Directions for this task: Give the entries again, word for word.

╭──

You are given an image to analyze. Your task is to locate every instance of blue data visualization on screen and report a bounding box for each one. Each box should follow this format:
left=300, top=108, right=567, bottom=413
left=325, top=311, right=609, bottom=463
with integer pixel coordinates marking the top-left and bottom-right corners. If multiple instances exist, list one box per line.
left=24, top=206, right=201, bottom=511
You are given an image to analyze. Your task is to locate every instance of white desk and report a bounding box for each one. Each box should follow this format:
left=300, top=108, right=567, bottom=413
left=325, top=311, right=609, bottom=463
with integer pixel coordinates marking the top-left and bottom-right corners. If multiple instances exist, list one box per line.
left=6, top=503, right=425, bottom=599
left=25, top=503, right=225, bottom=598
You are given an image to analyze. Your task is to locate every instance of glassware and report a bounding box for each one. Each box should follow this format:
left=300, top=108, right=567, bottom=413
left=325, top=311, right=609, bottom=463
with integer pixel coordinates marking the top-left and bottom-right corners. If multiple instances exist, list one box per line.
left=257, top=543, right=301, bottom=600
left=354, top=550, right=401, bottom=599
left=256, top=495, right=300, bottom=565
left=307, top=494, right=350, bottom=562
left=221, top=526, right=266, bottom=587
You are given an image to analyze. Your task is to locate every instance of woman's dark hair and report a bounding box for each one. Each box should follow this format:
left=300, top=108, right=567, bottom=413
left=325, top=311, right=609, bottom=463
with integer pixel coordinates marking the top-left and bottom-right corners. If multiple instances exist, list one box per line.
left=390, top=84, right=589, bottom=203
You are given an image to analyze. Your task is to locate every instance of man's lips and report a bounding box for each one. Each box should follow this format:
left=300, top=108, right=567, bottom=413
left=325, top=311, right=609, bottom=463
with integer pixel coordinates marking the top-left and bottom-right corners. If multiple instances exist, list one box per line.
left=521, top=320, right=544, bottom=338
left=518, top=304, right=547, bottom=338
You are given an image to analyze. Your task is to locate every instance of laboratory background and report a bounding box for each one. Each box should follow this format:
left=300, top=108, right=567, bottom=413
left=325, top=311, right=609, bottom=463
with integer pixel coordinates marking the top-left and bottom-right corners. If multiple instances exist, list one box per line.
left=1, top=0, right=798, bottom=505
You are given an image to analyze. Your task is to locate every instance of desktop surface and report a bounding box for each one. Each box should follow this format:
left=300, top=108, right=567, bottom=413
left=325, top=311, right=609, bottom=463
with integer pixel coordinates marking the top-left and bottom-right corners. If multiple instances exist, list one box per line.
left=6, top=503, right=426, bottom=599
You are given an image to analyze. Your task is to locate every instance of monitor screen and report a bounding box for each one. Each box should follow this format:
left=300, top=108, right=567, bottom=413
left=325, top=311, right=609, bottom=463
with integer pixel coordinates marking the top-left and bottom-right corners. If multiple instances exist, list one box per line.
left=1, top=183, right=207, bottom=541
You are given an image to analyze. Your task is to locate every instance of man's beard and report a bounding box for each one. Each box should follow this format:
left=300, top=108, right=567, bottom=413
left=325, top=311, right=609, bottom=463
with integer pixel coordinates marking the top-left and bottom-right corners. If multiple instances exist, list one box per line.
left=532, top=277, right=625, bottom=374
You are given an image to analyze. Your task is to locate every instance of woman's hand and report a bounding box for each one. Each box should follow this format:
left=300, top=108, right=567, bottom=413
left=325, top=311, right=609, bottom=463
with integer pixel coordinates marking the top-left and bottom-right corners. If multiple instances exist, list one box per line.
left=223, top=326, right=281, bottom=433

╰──

Result below:
You are given an image to analyze. Your task is to locate every instance of blue data visualization on screen and report a bounding box for each one. Each box should follow this format:
left=300, top=108, right=567, bottom=413
left=325, top=311, right=609, bottom=463
with integer pixel coordinates marking the top-left and bottom-right corners. If multiple instances exist, list one box per line.
left=24, top=206, right=201, bottom=511
You are given an image to analyze. Your task is to locate every instance of white desk and report a bounding box for each one. Each box should follow this format:
left=300, top=108, right=567, bottom=413
left=325, top=311, right=609, bottom=463
with integer pixel coordinates marking the top-left and bottom-right corners. If multiple instances exist, list one box per line.
left=6, top=503, right=425, bottom=599
left=25, top=503, right=225, bottom=598
You are given an image to analyze. Your task is to locate every instance of glassware and report a bounding box for each one. Each box should follow this format:
left=300, top=108, right=567, bottom=413
left=325, top=311, right=609, bottom=463
with integer pixel coordinates marking the top-left and bottom-right corners. If multiple instances exist, list one box per line.
left=257, top=543, right=301, bottom=600
left=354, top=550, right=401, bottom=599
left=256, top=495, right=300, bottom=565
left=307, top=494, right=350, bottom=562
left=221, top=526, right=266, bottom=587
You are given an image to analyze. Your task is to locate every instance of woman's dark hair and report a bounding box for each one. Each box should follow this format:
left=300, top=108, right=567, bottom=413
left=325, top=311, right=609, bottom=463
with integer pixel coordinates marking the top-left and bottom-right corners. If multiple instances exist, list one box per line.
left=390, top=84, right=589, bottom=203
You are given an image to analyze. Your task is to locate every instance of man's lips and report a bounding box for each one. Each box should follow this format:
left=300, top=108, right=567, bottom=413
left=325, top=311, right=609, bottom=463
with integer pixel coordinates marking the top-left and bottom-right corners. If multiple instances exist, list one box per line.
left=521, top=320, right=544, bottom=338
left=518, top=304, right=547, bottom=338
You are given an image to analyze. Your task is to locate every instance of laboratory background and report a bounding box for each one. Each box should follow this format:
left=300, top=108, right=567, bottom=413
left=325, top=311, right=609, bottom=463
with integer pixel coordinates marking the top-left and bottom-right corners. If multiple instances exist, list one box per line.
left=1, top=0, right=798, bottom=505
You are given an image to analyze. Your task is to locate every instance of desktop surface and report a bounding box for each one. Each box should follow this format:
left=300, top=108, right=567, bottom=413
left=325, top=311, right=609, bottom=463
with integer pixel coordinates marking the top-left and bottom-right corners. If multiple instances exist, list one box per line.
left=6, top=503, right=426, bottom=599
You are given an image to analyze. Your task is to locate every instance of monitor screen and report a bounding box for each one. Each box should follow this format:
left=300, top=108, right=567, bottom=413
left=325, top=311, right=609, bottom=463
with integer pixel coordinates marking the top-left and bottom-right corners. If multiple instances exist, list one box per line.
left=1, top=183, right=207, bottom=541
You are given an image to analyze. Your task is to locate every instance of man's beard and report a bounding box for each one. Each box should follow this format:
left=300, top=108, right=567, bottom=413
left=325, top=311, right=609, bottom=463
with integer pixel coordinates marking the top-left and bottom-right corners. If multiple instances exist, list one box per line.
left=532, top=277, right=625, bottom=374
You are given an image to analyze. Your task is to locate every instance of woman's hand and report a bounding box for each one. Each box should follow this format:
left=300, top=108, right=567, bottom=413
left=325, top=311, right=609, bottom=463
with integer pixel coordinates marking the top-left and bottom-right corners. If multiple instances exist, list one box per line.
left=223, top=326, right=281, bottom=433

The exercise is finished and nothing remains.